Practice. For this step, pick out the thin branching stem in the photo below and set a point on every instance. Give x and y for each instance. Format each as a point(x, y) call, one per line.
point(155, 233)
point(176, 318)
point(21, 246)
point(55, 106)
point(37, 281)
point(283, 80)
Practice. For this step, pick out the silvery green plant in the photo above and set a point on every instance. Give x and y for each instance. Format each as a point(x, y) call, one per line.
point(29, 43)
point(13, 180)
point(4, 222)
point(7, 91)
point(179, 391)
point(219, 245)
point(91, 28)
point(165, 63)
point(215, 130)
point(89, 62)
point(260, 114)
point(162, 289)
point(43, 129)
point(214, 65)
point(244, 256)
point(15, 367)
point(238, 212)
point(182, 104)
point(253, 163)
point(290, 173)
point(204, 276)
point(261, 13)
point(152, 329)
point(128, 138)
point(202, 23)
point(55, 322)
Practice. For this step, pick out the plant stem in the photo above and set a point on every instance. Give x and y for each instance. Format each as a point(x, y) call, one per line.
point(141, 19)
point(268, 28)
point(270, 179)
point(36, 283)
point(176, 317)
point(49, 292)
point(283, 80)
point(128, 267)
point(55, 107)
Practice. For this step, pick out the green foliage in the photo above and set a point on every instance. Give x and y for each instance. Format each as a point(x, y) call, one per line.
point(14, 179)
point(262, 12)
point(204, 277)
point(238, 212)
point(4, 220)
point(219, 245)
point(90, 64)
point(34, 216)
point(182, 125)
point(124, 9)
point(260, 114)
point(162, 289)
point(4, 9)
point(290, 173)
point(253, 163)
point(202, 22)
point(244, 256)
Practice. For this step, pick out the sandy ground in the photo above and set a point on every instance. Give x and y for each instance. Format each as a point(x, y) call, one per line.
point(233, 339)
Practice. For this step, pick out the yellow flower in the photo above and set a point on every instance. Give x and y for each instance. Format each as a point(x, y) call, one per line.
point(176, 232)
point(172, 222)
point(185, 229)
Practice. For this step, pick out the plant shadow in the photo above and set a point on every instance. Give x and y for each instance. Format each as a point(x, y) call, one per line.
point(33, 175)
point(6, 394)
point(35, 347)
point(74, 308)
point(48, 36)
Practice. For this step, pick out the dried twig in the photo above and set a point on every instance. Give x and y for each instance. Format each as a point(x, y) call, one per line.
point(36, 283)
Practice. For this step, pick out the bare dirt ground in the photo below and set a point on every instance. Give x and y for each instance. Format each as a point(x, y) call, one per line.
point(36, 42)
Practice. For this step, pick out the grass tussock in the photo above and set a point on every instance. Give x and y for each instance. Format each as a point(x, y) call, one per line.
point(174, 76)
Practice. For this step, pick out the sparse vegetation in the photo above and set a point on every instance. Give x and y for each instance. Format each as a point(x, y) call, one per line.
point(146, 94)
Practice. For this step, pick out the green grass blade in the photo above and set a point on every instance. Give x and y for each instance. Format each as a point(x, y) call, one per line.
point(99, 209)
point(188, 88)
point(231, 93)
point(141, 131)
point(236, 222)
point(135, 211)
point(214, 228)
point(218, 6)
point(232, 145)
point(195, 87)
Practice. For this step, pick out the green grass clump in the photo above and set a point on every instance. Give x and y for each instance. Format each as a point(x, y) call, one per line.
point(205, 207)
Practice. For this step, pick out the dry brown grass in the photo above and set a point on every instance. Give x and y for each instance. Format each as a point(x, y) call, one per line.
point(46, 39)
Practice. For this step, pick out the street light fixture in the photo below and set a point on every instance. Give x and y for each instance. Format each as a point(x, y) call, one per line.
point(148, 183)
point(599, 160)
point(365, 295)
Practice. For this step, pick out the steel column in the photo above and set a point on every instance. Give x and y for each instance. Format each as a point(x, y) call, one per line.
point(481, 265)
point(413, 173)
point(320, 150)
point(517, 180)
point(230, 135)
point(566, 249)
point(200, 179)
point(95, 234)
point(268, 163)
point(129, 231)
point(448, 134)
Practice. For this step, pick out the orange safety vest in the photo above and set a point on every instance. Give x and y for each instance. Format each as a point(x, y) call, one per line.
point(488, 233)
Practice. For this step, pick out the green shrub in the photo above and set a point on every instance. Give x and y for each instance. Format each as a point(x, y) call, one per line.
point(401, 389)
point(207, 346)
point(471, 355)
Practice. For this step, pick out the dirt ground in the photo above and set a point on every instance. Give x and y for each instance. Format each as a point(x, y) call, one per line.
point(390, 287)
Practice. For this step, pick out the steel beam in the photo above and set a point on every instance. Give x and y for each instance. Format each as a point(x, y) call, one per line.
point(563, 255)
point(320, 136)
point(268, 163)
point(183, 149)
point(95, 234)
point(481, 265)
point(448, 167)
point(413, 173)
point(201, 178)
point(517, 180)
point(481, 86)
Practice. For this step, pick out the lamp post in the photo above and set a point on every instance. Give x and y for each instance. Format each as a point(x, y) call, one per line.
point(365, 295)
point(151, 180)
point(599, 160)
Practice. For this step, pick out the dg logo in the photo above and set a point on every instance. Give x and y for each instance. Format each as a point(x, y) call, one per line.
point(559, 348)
+---+
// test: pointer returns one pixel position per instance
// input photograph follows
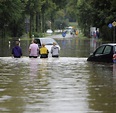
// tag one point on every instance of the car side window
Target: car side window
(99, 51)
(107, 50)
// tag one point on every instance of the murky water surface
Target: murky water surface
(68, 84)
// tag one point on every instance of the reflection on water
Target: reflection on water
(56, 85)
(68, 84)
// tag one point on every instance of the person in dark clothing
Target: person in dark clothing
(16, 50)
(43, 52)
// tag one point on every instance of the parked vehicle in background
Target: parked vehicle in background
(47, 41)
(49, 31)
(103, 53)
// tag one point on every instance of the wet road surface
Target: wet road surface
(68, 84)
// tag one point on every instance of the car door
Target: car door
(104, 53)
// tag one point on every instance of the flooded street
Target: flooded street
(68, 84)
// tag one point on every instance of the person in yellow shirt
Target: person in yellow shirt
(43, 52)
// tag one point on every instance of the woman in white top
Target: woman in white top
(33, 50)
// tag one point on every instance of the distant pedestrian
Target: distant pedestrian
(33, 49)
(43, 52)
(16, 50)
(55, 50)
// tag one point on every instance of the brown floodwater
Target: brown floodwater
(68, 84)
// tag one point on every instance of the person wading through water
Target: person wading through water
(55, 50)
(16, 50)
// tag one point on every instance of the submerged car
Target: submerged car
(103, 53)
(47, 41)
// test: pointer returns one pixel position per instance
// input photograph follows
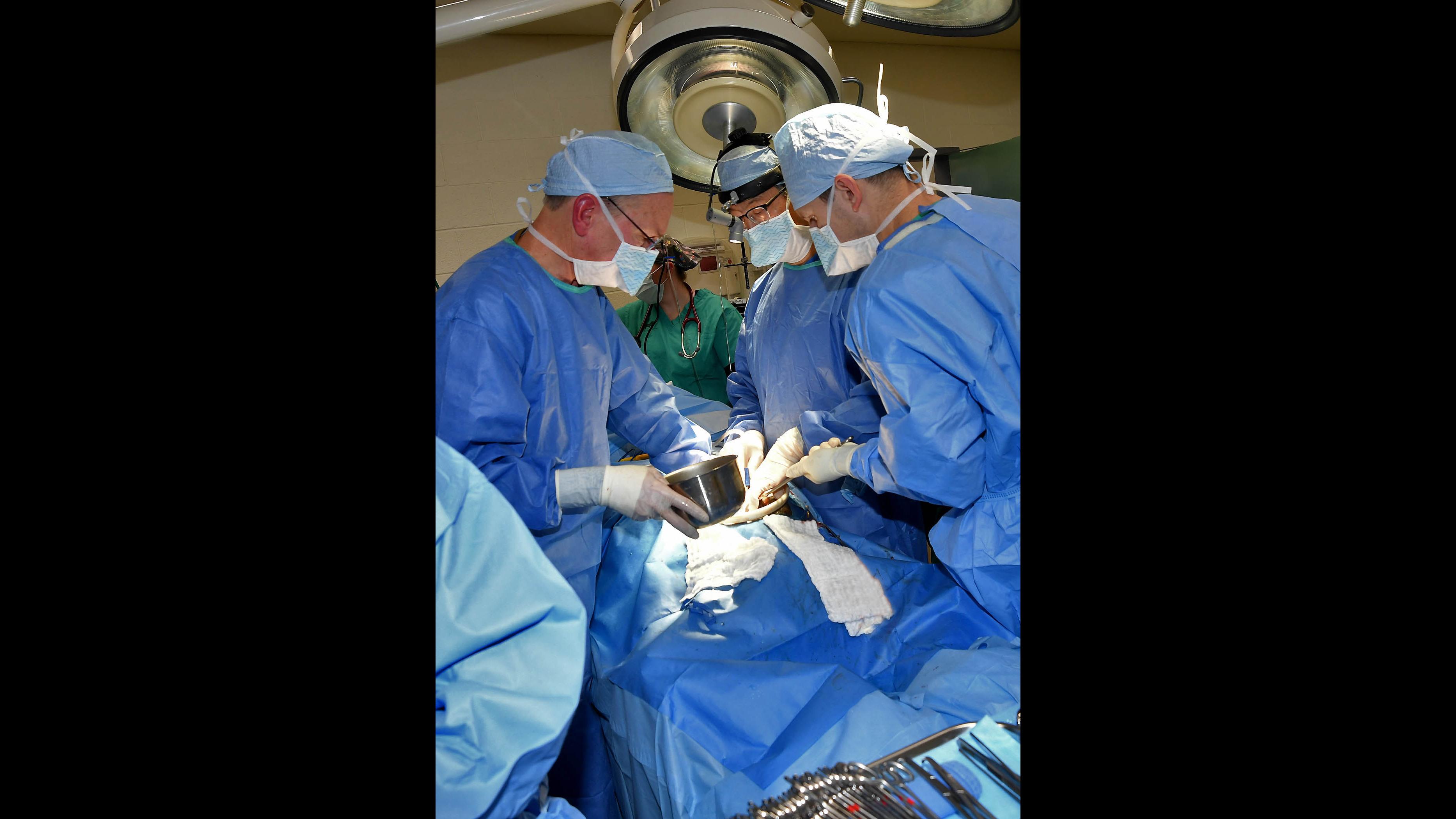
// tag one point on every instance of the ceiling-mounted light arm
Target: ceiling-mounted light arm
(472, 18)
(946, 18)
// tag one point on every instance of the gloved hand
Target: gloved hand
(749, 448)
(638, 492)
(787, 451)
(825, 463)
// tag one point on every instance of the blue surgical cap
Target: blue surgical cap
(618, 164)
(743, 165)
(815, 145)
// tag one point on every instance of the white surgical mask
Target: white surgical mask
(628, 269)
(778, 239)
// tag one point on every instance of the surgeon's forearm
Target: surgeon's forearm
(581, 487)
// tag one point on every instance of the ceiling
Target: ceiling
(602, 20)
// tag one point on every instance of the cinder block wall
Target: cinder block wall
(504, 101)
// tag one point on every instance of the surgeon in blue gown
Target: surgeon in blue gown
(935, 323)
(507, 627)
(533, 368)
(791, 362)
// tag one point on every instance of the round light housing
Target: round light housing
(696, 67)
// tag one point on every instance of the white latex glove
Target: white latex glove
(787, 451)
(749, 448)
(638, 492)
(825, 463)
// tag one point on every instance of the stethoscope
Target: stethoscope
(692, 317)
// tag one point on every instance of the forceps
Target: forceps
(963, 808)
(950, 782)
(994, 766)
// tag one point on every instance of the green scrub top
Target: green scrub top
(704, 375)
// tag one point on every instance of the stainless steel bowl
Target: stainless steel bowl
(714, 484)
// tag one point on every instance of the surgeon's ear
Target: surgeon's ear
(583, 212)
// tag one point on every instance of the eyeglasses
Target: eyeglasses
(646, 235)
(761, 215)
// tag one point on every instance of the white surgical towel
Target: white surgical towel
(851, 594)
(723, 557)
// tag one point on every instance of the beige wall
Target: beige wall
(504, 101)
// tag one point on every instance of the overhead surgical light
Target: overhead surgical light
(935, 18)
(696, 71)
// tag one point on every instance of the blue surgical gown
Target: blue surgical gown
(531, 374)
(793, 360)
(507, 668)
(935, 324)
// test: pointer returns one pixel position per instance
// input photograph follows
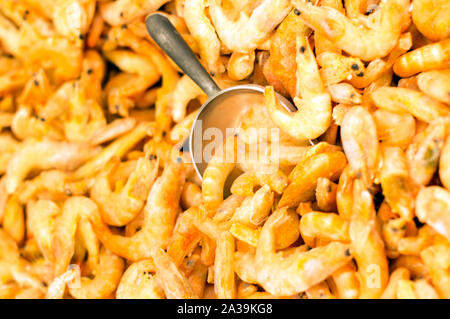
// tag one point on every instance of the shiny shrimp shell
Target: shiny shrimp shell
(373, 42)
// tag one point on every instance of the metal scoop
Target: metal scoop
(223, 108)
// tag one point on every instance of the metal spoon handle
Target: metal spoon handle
+---+
§ **PROBLEM DESCRIPTION**
Please state how many lines in the records above contain the string "shirt", giving only the number.

§ **WRITTEN SOLUTION**
2